=== DATA IN THIS EXERCISE ===
══════════
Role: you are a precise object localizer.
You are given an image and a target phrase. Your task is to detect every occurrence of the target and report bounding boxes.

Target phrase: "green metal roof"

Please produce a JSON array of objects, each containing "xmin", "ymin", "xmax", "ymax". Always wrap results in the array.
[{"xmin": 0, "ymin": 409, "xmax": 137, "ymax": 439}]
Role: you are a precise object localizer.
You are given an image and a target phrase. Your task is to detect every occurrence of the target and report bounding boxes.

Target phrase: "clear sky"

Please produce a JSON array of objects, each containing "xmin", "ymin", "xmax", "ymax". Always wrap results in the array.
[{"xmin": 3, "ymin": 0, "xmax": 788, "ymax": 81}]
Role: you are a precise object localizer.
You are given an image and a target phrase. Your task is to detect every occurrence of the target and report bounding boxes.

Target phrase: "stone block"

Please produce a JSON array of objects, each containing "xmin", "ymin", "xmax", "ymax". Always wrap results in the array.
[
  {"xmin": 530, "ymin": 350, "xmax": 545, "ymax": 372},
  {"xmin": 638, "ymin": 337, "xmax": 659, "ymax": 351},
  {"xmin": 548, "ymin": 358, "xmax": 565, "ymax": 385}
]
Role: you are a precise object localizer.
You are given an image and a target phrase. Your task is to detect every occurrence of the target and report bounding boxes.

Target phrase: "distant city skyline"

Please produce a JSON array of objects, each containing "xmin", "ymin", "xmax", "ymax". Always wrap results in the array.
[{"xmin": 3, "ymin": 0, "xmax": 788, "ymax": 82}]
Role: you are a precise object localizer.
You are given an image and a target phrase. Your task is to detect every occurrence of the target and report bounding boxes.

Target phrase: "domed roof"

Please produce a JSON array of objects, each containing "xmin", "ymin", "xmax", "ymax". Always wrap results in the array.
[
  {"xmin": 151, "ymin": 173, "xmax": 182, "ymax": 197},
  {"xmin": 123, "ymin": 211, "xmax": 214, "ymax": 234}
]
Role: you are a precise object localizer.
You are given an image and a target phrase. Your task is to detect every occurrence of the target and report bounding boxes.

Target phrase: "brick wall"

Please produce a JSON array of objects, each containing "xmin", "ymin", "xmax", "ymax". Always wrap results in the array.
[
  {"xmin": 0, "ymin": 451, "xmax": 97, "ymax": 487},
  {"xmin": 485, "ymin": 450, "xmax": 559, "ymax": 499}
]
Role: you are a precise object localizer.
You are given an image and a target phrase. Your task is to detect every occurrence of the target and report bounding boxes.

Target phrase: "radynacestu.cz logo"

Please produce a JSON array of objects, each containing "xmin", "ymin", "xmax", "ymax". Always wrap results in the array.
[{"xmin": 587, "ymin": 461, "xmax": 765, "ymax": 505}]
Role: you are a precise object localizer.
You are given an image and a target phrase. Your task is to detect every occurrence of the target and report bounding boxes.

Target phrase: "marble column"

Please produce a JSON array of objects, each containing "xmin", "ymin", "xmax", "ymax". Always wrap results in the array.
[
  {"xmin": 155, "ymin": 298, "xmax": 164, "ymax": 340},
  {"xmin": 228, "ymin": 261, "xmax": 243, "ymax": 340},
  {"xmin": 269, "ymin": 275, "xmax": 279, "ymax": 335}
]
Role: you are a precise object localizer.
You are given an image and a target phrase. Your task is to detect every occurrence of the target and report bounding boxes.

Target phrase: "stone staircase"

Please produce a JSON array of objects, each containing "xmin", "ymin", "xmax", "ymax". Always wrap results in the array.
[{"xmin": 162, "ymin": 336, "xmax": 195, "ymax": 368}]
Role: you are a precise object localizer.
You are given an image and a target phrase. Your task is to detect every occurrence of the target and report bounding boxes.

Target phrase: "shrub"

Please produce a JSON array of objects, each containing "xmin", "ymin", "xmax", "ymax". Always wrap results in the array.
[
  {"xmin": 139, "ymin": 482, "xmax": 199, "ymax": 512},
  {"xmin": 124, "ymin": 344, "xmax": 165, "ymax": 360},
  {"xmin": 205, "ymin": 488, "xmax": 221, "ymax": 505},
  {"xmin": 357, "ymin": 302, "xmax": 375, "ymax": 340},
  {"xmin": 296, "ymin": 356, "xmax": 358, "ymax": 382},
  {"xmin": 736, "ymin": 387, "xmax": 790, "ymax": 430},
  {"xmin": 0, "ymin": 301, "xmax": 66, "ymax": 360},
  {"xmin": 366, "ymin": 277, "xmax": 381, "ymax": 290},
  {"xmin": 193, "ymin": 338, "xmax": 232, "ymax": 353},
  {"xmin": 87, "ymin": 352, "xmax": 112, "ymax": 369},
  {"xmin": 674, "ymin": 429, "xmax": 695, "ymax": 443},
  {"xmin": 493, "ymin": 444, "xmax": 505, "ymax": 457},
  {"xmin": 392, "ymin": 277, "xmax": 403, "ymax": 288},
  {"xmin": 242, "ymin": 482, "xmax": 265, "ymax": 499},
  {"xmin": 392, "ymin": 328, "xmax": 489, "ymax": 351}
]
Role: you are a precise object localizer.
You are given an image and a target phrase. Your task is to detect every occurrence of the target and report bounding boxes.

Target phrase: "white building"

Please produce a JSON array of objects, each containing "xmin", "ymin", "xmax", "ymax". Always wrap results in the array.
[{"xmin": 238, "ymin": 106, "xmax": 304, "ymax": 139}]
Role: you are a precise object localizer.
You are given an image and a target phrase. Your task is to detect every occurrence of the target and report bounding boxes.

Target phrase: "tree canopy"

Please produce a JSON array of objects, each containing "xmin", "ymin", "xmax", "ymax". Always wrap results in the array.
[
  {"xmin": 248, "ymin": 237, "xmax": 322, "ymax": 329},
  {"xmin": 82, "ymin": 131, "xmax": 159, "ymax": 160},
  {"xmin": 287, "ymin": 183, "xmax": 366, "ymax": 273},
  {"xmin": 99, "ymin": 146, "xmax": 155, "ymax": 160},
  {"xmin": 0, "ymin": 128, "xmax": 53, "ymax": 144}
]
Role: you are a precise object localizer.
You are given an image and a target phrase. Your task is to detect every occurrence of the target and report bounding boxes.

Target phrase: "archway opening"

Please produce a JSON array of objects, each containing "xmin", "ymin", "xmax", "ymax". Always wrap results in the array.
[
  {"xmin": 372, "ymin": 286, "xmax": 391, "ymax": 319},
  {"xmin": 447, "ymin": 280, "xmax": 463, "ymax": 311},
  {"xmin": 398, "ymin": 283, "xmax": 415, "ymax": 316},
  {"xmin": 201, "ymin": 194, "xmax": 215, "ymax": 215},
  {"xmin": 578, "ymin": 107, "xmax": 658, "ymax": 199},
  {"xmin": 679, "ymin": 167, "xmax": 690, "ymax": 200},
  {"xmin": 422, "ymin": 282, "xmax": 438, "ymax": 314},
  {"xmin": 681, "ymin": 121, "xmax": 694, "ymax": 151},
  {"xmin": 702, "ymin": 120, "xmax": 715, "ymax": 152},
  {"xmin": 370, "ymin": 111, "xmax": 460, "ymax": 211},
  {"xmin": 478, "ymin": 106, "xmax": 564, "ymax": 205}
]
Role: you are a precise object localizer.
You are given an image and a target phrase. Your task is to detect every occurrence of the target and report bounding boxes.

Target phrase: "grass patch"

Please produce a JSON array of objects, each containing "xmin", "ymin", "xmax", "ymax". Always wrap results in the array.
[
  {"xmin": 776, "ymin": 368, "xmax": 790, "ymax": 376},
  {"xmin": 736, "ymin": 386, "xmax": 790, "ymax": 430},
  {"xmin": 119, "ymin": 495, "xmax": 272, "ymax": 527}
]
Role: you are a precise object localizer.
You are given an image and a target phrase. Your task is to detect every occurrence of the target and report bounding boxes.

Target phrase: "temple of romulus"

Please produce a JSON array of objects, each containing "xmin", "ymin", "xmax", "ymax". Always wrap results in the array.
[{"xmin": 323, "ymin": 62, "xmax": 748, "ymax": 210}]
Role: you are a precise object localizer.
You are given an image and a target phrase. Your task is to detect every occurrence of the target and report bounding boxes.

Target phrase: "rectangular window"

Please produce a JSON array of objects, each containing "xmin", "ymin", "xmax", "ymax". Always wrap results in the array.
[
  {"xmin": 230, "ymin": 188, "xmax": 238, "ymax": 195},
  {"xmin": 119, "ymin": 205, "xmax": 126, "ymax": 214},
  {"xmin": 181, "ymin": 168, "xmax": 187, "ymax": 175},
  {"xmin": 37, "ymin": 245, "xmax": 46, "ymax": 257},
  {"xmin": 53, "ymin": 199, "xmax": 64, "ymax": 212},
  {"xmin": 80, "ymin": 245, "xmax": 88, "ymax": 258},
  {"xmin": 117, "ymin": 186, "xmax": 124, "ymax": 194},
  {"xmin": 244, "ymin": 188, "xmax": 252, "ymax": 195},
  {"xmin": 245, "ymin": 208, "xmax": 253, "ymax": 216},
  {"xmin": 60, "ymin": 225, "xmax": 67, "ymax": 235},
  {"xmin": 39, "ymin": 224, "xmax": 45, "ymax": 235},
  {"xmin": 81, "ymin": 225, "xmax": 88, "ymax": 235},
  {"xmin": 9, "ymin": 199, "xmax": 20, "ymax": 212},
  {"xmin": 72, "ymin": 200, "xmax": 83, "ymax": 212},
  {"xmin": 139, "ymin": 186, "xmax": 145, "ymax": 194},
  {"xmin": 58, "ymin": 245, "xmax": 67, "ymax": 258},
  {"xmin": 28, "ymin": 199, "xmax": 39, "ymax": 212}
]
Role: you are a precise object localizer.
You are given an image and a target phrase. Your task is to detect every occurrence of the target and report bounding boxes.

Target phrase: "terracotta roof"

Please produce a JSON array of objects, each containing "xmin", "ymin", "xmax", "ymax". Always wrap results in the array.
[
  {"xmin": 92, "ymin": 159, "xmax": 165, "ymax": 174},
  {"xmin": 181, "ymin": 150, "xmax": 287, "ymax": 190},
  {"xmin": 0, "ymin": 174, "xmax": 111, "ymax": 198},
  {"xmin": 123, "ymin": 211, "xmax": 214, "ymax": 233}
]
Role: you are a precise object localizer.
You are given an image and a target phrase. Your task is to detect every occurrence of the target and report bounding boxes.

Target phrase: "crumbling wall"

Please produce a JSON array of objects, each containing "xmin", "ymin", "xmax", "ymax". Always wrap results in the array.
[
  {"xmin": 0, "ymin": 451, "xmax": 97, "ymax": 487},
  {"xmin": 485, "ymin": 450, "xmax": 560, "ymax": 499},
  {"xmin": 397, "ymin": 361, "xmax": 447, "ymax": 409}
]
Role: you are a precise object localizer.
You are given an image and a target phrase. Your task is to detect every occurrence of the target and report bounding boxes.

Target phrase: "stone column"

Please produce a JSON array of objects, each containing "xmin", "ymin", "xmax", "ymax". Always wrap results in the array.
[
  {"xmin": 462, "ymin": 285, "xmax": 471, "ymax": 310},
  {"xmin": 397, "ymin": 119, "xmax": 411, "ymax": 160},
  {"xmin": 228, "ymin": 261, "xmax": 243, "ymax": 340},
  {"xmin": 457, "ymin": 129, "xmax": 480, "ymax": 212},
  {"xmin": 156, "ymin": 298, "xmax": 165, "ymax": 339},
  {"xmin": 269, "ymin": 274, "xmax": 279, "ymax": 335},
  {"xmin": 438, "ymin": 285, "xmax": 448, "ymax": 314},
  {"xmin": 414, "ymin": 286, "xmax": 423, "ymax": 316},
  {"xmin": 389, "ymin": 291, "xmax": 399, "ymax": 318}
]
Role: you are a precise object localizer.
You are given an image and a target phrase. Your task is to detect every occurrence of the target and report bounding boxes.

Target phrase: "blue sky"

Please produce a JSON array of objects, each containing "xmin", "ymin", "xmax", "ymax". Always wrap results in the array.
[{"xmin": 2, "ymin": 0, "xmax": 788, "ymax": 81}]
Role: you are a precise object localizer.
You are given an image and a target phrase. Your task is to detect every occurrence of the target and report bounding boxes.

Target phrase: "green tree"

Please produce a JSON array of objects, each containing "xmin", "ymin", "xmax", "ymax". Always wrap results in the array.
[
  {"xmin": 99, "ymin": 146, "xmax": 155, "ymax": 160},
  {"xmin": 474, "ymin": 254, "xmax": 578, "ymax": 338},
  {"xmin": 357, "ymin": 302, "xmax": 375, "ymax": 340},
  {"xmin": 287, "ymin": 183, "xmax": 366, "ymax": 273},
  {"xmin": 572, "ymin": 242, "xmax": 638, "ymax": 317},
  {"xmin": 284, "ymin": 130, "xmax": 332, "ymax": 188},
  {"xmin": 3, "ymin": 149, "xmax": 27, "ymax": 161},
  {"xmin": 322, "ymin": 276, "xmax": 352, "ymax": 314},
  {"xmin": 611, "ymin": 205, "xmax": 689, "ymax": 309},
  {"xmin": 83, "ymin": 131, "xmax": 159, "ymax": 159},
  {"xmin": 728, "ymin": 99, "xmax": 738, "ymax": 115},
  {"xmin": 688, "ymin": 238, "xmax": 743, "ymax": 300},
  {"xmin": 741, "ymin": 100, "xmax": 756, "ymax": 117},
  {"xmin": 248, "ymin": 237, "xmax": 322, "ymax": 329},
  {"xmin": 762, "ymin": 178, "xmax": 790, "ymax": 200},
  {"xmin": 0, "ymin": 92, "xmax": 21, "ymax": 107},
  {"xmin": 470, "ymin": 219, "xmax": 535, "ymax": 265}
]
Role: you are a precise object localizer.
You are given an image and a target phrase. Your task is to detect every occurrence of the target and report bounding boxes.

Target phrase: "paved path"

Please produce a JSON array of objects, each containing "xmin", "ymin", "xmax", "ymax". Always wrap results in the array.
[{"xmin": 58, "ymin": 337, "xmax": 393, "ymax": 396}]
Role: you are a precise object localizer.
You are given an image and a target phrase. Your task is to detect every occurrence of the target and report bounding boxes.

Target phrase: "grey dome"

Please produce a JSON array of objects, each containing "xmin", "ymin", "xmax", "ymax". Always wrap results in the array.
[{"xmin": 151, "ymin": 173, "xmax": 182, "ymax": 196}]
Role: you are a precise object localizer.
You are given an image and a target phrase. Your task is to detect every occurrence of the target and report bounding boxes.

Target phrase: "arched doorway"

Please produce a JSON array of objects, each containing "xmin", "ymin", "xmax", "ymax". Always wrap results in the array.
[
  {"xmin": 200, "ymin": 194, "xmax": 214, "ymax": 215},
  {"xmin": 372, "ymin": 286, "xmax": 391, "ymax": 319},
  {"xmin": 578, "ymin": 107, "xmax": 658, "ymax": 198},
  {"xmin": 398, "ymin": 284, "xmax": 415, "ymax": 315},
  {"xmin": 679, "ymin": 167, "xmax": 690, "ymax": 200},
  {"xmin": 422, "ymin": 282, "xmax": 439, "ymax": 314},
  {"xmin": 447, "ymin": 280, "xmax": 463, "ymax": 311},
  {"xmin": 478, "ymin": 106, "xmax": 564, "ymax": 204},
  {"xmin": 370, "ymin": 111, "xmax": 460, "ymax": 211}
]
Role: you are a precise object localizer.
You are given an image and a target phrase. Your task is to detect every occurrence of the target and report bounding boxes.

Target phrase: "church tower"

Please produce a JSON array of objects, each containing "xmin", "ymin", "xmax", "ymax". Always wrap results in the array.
══════════
=== TASK DETAILS ===
For the listing above, identify each line bearing "wall".

=== EXERCISE ANSWER ===
Target phrase: "brick wall"
Target phrase: "crumbling wall"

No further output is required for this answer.